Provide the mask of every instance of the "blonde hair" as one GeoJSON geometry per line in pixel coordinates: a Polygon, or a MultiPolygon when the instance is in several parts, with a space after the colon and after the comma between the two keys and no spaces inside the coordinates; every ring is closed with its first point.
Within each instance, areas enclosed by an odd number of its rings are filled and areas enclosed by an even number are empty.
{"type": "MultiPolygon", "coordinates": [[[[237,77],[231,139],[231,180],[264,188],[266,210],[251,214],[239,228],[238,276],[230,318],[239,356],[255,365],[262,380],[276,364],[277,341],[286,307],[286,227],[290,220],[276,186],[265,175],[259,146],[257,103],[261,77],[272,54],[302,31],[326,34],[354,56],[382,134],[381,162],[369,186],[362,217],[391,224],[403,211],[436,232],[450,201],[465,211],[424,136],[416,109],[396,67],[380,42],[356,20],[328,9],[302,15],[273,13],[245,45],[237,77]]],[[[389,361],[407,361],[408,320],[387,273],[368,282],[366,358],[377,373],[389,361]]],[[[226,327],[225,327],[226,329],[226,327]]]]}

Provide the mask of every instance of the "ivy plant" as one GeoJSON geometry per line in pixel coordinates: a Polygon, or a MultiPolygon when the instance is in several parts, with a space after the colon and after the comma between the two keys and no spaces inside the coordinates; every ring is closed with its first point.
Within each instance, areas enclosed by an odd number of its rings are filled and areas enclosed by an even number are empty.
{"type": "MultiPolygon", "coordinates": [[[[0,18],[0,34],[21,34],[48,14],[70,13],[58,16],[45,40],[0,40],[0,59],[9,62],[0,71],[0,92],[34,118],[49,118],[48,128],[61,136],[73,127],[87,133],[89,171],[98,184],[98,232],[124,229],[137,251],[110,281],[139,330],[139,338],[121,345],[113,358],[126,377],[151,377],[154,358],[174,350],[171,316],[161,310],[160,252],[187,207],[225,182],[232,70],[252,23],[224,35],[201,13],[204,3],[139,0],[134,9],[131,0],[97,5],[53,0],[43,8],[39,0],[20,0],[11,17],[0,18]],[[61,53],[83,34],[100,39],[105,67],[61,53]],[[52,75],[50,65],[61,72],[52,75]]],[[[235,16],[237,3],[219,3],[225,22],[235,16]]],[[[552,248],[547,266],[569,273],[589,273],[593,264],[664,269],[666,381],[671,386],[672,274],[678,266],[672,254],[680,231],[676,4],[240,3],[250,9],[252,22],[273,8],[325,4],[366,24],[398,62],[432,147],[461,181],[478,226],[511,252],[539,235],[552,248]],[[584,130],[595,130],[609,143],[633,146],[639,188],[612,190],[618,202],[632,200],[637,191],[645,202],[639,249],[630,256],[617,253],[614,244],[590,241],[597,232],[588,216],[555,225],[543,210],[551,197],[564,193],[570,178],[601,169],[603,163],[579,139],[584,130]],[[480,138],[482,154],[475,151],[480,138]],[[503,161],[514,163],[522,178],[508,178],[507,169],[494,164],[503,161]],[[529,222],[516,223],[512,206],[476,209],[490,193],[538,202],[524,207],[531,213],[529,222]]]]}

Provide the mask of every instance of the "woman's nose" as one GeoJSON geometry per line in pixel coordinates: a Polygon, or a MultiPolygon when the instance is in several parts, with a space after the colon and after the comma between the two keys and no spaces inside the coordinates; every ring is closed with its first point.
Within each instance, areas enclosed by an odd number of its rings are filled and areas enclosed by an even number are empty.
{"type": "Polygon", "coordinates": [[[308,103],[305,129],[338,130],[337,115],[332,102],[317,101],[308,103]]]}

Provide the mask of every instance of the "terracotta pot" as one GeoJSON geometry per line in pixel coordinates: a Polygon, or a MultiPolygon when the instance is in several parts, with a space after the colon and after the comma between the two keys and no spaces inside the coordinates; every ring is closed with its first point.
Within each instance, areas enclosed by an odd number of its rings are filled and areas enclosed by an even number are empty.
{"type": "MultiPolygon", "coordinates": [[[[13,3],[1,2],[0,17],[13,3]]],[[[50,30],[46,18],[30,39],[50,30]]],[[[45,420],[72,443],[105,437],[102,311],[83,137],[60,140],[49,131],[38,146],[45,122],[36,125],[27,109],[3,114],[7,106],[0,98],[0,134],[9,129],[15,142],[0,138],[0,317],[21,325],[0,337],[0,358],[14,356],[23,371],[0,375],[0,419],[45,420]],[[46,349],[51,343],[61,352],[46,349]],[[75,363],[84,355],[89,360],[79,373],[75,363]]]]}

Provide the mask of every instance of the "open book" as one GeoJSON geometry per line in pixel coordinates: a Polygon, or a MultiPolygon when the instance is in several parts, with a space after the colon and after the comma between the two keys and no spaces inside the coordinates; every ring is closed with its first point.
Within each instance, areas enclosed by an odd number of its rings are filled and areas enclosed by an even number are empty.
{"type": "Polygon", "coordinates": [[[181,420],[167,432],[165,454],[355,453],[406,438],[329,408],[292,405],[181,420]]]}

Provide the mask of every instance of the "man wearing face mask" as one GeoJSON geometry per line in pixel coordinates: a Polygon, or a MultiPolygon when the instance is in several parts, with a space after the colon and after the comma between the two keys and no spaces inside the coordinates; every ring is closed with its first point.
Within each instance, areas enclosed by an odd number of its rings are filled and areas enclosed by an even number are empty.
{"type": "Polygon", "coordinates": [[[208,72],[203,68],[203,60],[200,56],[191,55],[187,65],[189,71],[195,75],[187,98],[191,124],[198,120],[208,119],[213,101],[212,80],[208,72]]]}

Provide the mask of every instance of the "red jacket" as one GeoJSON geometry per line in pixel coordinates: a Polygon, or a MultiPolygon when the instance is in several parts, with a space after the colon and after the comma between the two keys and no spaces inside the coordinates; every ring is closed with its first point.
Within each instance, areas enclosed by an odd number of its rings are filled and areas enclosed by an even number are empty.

---

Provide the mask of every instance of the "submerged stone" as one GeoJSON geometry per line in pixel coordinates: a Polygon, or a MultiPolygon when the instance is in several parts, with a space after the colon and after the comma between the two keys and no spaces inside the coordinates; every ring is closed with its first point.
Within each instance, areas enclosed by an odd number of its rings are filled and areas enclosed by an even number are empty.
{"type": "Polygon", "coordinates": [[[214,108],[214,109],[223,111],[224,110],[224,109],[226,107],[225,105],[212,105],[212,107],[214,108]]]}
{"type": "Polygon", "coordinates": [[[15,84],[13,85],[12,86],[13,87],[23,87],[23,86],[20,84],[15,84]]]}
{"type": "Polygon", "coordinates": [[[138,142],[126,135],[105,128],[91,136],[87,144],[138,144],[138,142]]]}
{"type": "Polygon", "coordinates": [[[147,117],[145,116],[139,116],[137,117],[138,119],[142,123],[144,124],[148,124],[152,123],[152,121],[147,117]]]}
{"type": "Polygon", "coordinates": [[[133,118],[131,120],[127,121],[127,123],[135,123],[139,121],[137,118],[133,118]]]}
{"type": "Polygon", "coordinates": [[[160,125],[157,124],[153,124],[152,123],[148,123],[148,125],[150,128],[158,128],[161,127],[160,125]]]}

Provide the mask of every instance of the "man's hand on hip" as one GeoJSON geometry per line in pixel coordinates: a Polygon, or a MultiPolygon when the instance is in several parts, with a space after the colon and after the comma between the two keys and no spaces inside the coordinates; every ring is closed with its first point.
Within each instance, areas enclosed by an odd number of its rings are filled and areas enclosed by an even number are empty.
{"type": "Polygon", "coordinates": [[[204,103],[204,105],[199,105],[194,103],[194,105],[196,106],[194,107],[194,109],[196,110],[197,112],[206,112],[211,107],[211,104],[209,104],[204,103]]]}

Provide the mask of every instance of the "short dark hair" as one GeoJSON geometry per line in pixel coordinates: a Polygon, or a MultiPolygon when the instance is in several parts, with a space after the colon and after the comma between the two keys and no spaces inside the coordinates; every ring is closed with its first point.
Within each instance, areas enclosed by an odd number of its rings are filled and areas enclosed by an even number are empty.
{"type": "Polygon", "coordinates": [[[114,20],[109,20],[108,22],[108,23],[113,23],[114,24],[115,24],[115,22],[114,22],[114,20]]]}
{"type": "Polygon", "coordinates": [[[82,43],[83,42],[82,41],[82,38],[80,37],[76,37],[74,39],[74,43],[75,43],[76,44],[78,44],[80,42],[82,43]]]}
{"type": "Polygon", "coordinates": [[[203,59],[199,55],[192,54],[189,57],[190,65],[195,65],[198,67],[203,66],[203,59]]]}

- _Task to complete_:
Extract every line of the items above that contains the string "hair", matching case exactly.

- _The reply_:
Provide the mask of every instance of the "blonde hair" as one GeoJSON geometry per line in pixel coordinates: a Polygon, or a MultiPolygon when the instance is in several parts, with a space after the colon and after the comma between the two keys and no spaces inside the coordinates; every ring is closed with its first point.
Provide the mask of every instance of the "short dark hair" as one GeoJSON geometry per line in pixel coordinates: a Polygon, or a MultiPolygon when the instance is in several parts, with a space after the colon and after the comma between the two keys and no spaces inside the coordinates; every ring is closed with its first point.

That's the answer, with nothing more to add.